§ **Instruction**: Convert every line of the material below into a JSON list of strings, with one string per line and no entries for blank lines.

(Data items)
(begin)

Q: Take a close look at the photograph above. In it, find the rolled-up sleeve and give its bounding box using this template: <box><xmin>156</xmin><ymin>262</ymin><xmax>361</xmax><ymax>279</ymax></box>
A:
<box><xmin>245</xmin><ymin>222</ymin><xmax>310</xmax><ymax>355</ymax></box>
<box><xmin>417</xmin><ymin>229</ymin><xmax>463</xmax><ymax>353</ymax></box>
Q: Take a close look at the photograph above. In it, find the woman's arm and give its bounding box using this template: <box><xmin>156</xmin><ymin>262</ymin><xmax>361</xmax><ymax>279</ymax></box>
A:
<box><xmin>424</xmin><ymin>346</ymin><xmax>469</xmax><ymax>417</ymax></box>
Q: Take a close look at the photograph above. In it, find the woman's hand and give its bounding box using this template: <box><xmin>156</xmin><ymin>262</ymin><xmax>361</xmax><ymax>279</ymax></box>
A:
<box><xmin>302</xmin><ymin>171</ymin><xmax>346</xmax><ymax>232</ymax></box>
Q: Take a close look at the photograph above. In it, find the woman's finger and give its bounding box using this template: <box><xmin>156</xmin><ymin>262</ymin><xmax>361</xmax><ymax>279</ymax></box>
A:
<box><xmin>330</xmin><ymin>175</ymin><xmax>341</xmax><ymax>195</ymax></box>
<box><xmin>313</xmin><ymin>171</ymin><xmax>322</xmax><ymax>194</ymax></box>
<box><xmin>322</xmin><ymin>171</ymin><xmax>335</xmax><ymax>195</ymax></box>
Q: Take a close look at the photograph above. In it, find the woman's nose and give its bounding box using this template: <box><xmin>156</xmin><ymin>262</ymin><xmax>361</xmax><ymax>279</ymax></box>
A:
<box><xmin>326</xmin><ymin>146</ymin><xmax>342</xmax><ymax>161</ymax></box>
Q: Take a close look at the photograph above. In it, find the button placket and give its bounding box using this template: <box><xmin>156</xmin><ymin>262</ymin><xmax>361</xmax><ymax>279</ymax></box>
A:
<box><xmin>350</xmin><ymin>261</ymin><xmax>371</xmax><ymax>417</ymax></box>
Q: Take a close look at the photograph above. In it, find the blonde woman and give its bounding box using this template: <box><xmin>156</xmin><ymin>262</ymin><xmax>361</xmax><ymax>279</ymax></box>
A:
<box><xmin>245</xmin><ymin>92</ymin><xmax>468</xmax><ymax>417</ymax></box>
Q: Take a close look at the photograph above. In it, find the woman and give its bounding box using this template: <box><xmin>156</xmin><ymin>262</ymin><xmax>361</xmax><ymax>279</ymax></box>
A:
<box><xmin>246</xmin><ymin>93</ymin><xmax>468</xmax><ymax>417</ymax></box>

(end)

§ **Full output**:
[
  "Q: Take a close look at the photograph above. In it, find the rolled-up sleeve and give its bounding box using this template: <box><xmin>156</xmin><ymin>262</ymin><xmax>361</xmax><ymax>279</ymax></box>",
  "A:",
  "<box><xmin>245</xmin><ymin>222</ymin><xmax>310</xmax><ymax>355</ymax></box>",
  "<box><xmin>417</xmin><ymin>229</ymin><xmax>463</xmax><ymax>353</ymax></box>",
  "Q: Take a close look at the photograph above. In it, find the woman's arm and give its bounding box using this template: <box><xmin>156</xmin><ymin>262</ymin><xmax>361</xmax><ymax>279</ymax></box>",
  "A:",
  "<box><xmin>424</xmin><ymin>346</ymin><xmax>469</xmax><ymax>417</ymax></box>",
  "Q: Take a close look at the photograph above. In it, find the woman's hand and give its bounding box using this template: <box><xmin>156</xmin><ymin>262</ymin><xmax>361</xmax><ymax>279</ymax></box>",
  "A:",
  "<box><xmin>302</xmin><ymin>171</ymin><xmax>346</xmax><ymax>232</ymax></box>",
  "Q: Take a close look at the photograph above. In it, find the woman's finger and give its bounding box using this template: <box><xmin>156</xmin><ymin>262</ymin><xmax>361</xmax><ymax>279</ymax></box>",
  "A:",
  "<box><xmin>330</xmin><ymin>175</ymin><xmax>341</xmax><ymax>195</ymax></box>",
  "<box><xmin>313</xmin><ymin>171</ymin><xmax>322</xmax><ymax>194</ymax></box>",
  "<box><xmin>322</xmin><ymin>171</ymin><xmax>335</xmax><ymax>195</ymax></box>",
  "Q: Take a close look at the photograph above. In it, find the woman's nose and give its bounding box using this template: <box><xmin>156</xmin><ymin>262</ymin><xmax>361</xmax><ymax>279</ymax></box>",
  "A:",
  "<box><xmin>326</xmin><ymin>146</ymin><xmax>342</xmax><ymax>161</ymax></box>",
  "Q: Take a close look at the photograph above. In it, find the button placket and give its bounding box using this template: <box><xmin>156</xmin><ymin>262</ymin><xmax>361</xmax><ymax>279</ymax></box>",
  "A:",
  "<box><xmin>350</xmin><ymin>261</ymin><xmax>371</xmax><ymax>417</ymax></box>",
  "Q: Take a close look at the photograph above. In it, find the blonde woman and give its bounding box using this template: <box><xmin>156</xmin><ymin>262</ymin><xmax>361</xmax><ymax>279</ymax></box>",
  "A:",
  "<box><xmin>245</xmin><ymin>92</ymin><xmax>468</xmax><ymax>417</ymax></box>",
  "Q: Take a close look at the photograph above. In it, find the woman and give its bounding box using this template: <box><xmin>156</xmin><ymin>262</ymin><xmax>361</xmax><ymax>279</ymax></box>",
  "A:",
  "<box><xmin>246</xmin><ymin>93</ymin><xmax>468</xmax><ymax>417</ymax></box>"
]